[文本节选]
● ● ● ● ●

Graph Classification mini-batch 训练方法

发布时间 2023-03-22 21:13:46作者: 摇头晃脑学知识

参考资料

PyTorch Geometric opts for another approach to achieve parallelization across a number of examples. Here, adjacency matrices are stacked in a diagonal fashion (creating a giant graph that holds multiple isolated subgraphs), and node and target features are simply concatenated in the node dimension:

做法:

  1. 每个图独立:
train_graphs = []
for g_idx in range(len(adj)):
	edge_index, edge_weight = adj2edge_info(adj[g_idx])
	train_graphs.append(Data(x=input[g_idx],
	edge_index=edge_index, edge_weight=edge_weight))

# way 1
train_loader = DataLoader(train_graphs, batch_size=2, shuffle=False)

for step, data in enumerate(train_loader):
	input, edge_index = data.x, data.edge_index
	input = torch.reshape(input, (input.shape[0], -1))
	logits = gnn(input, edge_index, data.batch)
	print(logits)

# way 2
batch_data = Batch.from_data_list(train_graphs)

● ● ● ● ●

[原始数据]
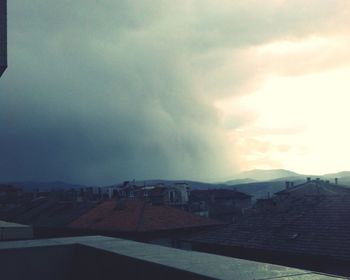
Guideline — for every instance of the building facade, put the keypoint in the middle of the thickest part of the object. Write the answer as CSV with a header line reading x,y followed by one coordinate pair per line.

● ● ● ● ●

[练习任务]
1/ 请根据这篇关于图分类 mini-batch 训练的文章回答下列问题：
(a) 文章的发布时间是什么？
(b) 在“# way 1”中，DataLoader 的 batch_size 设为多少？
(c) 参考资料中说，邻接矩阵是以什么方式堆叠的？
2/ 列出这篇关于图分类 mini-batch 训练的文章中，“train_graphs.append(Data(”这一调用传给 Data 的全部关键字参数名。
3/ 请接着这篇关于图分类 mini-batch 训练的文章的最后一句往下续写。

[任务答案]
1/
(a) 2023-03-22 21:13:46
(b) 2
(c) 以对角方式堆叠，形成一个包含多个相互独立子图的大图。

2/ x、edge_index、edge_weight

3/
input, edge_index = batch_data.x, batch_data.edge_index
input = torch.reshape(input, (input.shape[0], -1))
logits = gnn(input, edge_index, batch_data.batch)
print(logits)
  1. 每个图的结构相同,节点属性不同:
# You have two options here: (1) Replicating your `edge_index` by stacking them diagonally, _e.g._, via:
batch_edge_index = Batch.from_data_list([Data(edge_index=edge_index)] * batch_size)

# or using the `node_dim` property of message passing operators:
conv = GCNConv(in_channels, out_channels, node_dim=1)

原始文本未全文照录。